■ **Exercise requirements**:
A. In the Robopocalypse review, who optioned the novel before it reached a publishing house?
B. Pick up the Robopocalypse review after its last sentence and continue it.

■ **Excerpt to read**:
Daniel H. Wilson: Robopocalypse
Robopocalypse wants so badly to be World War Z with evil robots that it’s disappointing when it doesn’t capture that book’s best aspects. Like World War Z, Robocalypse—which surprised the literary world when Steven Spielberg optioned it before it even landed at a publishing house—strives to display how the gradual rise, sudden takeover, and terrifying reign of humanity’s new robot overlords affects a far-flung set of characters from all over the world. Unlike Z, however, Robopocalypse limits itself so much that it never truly seems epic, and that makes its larger flaws harder to forgive.
Structured as a collection of descriptions of footage recorded by the evil A.I. Archos throughout humanity’s war with the robots (which humans win, according to the very first page), Robopocalypse opens with a desperate scientist attempting to sequester the malicious A.I. he’s developed, realizing too late that it’s tricked him. From there, Archos infects the world’s robots, from domestic helper-bots to smart cars to robotic toys. The earliest sections of the book—before the robots launch their sudden, brutal assault on humanity—are the best, as Wilson lets creepy suggestion stand in for more action-packed spectacle.
And once the robots start their war, the book is still fairly entertaining. It’s trashy (how could it not be?), but Wilson has a verve for figuring out how humanity’s cars, cell phones, and other helpful gadgets might abruptly turn on their owners and trick them into death. His characters are also well-chosen to signify how humanity almost immediately begins to fight back through creative ways the more precise Archos can’t predict.
But as the novel wears on, Wilson’s debt to World War Z grows increasingly thin. Where Z traversed the globe and told its story almost entirely via horrific little vignettes, Robopocalypse instead focuses on seven or eight characters. An elderly Japanese man who longs to rescue the mind of his beloved robot companion from Archos is fun, and a 14-year-old girl who unexpectedly becomes the war’s most important figure is similarly fascinating.

■ **Extracted material**:
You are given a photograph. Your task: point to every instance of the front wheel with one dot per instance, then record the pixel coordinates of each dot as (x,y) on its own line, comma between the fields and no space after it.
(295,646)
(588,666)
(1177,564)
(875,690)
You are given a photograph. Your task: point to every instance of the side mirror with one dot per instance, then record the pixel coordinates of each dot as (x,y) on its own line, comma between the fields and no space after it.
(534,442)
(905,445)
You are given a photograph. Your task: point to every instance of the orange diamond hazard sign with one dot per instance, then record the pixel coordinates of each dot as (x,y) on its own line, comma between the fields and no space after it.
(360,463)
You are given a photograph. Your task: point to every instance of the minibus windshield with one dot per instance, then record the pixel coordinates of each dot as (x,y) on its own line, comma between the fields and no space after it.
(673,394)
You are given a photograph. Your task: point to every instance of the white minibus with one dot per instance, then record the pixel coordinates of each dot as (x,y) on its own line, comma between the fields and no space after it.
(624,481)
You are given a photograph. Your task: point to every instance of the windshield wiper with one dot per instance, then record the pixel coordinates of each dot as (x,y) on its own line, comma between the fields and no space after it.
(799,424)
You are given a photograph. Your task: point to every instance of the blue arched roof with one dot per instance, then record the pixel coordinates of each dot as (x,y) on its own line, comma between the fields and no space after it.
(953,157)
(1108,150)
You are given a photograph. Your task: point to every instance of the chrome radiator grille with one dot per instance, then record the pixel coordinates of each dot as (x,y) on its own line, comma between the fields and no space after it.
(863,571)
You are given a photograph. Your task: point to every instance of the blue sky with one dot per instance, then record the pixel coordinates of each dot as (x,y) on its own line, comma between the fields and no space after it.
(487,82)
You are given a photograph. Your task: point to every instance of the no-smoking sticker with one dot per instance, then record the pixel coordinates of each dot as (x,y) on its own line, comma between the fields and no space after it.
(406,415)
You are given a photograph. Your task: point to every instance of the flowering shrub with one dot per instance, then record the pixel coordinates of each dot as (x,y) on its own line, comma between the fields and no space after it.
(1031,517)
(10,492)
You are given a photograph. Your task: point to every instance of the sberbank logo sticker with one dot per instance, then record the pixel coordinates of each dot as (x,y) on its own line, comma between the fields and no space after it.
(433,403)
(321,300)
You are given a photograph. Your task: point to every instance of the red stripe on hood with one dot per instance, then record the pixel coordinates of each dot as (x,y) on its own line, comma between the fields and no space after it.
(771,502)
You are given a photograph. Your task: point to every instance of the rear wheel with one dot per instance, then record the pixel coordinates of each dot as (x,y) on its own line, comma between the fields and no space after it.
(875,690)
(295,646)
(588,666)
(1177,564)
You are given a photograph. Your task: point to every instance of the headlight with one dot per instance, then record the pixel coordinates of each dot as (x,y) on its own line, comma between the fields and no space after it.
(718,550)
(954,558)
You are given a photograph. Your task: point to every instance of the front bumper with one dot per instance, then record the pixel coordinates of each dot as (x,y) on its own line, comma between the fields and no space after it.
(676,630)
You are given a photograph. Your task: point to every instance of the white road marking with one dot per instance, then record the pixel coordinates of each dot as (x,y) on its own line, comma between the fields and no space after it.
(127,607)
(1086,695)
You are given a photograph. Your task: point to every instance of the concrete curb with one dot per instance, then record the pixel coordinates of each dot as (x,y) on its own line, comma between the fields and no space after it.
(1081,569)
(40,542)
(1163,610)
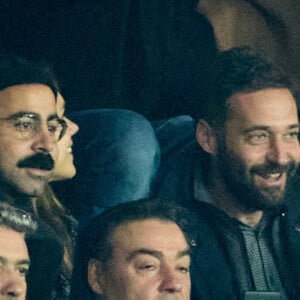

■ **Answers to the problems**:
A. Steven Spielberg.

B.
But by limiting the focus so much, Wilson robs the war of some of its scale and terror. It increasingly feels like something that happened to about 10 people, with a simple point-A-to-point-B trajectory. One character makes an important discovery that another broadcasts to the world, and a third uses it to fight the robots. This might work if the characters were more interesting, but most of them are variations on military-fiction archetypes.
Wilson also sets up images of grand terror, then doesn’t know what to do with them; he’s too focused on his central storyline of how the war was lost, then won. Brief mentions of terrifying work camps where robots experiment on humans don’t get much weight, and the book spends minimal time explaining how independent human communities function in the post-robot-uprising world. It’s telling that the book’s best section—a brief tale of men sent to the remote wilderness to drill a hole, realizing they’re there at the behest of the devil himself—ends with broad fatalities.
Spielberg’s interest in this material is obvious: Wilson has the lean pacing and solid action sequences of a young Michael Crichton. It’s a pity, that he also has Crichton’s hackneyed characters, without his ability to portray a truly epic scope.